[Entries from a dataset]

------------------------------------

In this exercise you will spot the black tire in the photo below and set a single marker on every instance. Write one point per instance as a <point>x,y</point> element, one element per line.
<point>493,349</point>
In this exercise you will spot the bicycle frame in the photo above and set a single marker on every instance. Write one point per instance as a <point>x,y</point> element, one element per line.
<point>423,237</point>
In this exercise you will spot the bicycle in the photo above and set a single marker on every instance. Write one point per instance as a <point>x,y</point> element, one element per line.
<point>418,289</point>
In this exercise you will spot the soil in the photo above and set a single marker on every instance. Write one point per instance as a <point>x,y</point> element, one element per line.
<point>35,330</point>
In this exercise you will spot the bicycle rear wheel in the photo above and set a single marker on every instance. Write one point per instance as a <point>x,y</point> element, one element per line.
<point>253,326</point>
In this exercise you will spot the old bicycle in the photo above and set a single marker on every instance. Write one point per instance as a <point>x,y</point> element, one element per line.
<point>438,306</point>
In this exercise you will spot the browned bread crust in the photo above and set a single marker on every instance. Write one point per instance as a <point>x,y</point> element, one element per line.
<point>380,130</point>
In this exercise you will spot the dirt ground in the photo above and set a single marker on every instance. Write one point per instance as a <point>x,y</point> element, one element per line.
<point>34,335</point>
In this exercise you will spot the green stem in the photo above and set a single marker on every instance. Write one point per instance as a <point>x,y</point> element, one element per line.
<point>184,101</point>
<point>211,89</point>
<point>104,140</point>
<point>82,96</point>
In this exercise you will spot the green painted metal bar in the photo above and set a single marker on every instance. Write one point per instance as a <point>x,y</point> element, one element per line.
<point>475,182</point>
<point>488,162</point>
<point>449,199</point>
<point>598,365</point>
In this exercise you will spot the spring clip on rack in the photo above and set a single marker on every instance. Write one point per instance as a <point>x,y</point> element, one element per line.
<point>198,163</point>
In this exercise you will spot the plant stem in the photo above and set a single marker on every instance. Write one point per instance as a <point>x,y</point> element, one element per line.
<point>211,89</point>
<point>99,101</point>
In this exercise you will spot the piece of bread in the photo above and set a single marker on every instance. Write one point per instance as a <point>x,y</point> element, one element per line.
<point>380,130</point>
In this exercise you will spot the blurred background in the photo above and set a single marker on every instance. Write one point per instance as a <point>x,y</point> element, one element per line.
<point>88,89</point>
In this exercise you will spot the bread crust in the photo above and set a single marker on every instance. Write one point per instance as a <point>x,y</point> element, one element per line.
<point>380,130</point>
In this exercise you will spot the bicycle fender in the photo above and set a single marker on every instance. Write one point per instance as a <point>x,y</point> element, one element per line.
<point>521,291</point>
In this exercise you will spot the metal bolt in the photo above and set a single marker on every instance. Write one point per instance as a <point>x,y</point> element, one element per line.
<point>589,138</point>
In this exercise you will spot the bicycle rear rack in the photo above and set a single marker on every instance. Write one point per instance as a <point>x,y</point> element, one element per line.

------------------------------------

Your instructions: Write out all of the records above again, replacing "set a single marker" with "put one mark" and leaving everything else the same.

Written solution:
In this exercise you will spot the black tire in the photo below and put one mark on every instance. Write one point per instance as a <point>x,y</point> element, one element per line.
<point>493,349</point>
In this exercise you will spot the bicycle frame in the photo above and put one mark on every instance. Write one point per instance as a <point>x,y</point> element, one element per line.
<point>423,237</point>
In this exercise you will spot the bicycle in the photo above and put one mark on every instance. Write one point per instance as a <point>x,y</point> element, one element per line.
<point>418,289</point>
In this exercise you will spot the soil in the photo above and put one mark on every instance. Write one point per instance as a <point>x,y</point> element, one element per line.
<point>35,330</point>
In this exercise you will spot the bicycle rear wheel in the photo above and put one mark on every instance. Write one point per instance as a <point>x,y</point> element, one element per line.
<point>253,326</point>
In this exercise you will spot the old bicycle in the photo above and put one mark on every instance. Write one point per instance as a <point>x,y</point> element, one element per line.
<point>438,306</point>
In this exercise you will spot the browned bread crust in the photo above and put one mark on every instance. Write one point per instance as a <point>x,y</point> element, one element per line.
<point>380,130</point>
In this exercise you will spot the dirt ground in the photo above and put one mark on every instance. Write one point per instance as a <point>x,y</point> element, one element per line.
<point>34,335</point>
In this exercise you will spot the green stem in the photo above and put one mark on every instance. Write one point per instance as a <point>x,y</point> element, one element per line.
<point>184,101</point>
<point>211,89</point>
<point>104,140</point>
<point>82,96</point>
In this exercise you will spot the green painted metal bar in the photo above and put one mark on every instance. Write one point per instance as a <point>x,y</point> element, one element per line.
<point>475,182</point>
<point>488,162</point>
<point>449,199</point>
<point>598,365</point>
In this exercise you will spot the spring clip on rack in the photo above and put one mark on every instance. Write one point per instance as a <point>x,y</point> element, one element per line.
<point>198,163</point>
In this exercise you will spot the plant stem in the photo above and put one mark on every instance. Write one point per instance as a <point>x,y</point> element, one element per line.
<point>211,89</point>
<point>99,101</point>
In this exercise you will spot the piece of bread in the photo above and put one mark on every instance. Write one point per instance as a <point>x,y</point> element, one element per line.
<point>380,130</point>
In this exercise you will spot the blurred background in the photo above and put one mark on every instance. Write one point per instance as a <point>x,y</point> element, one element per line.
<point>88,89</point>
In this exercise you will spot the bread crust in the photo above and put one mark on every instance. Write one point per instance as a <point>x,y</point> element, one element per line.
<point>380,130</point>
In this exercise you will spot the bicycle fender in the photo above and put one mark on every instance. Write one point per instance as a <point>x,y</point> element, one element per line.
<point>521,291</point>
In this exercise you will spot the metal bolt in the photo above and put one mark on every instance. Write one point per instance as a <point>x,y</point> element, one element per line.
<point>589,138</point>
In this exercise you will spot the bicycle rear rack in the photo above and put one mark on every instance. Write one point per instance as a <point>x,y</point> element, one element per line.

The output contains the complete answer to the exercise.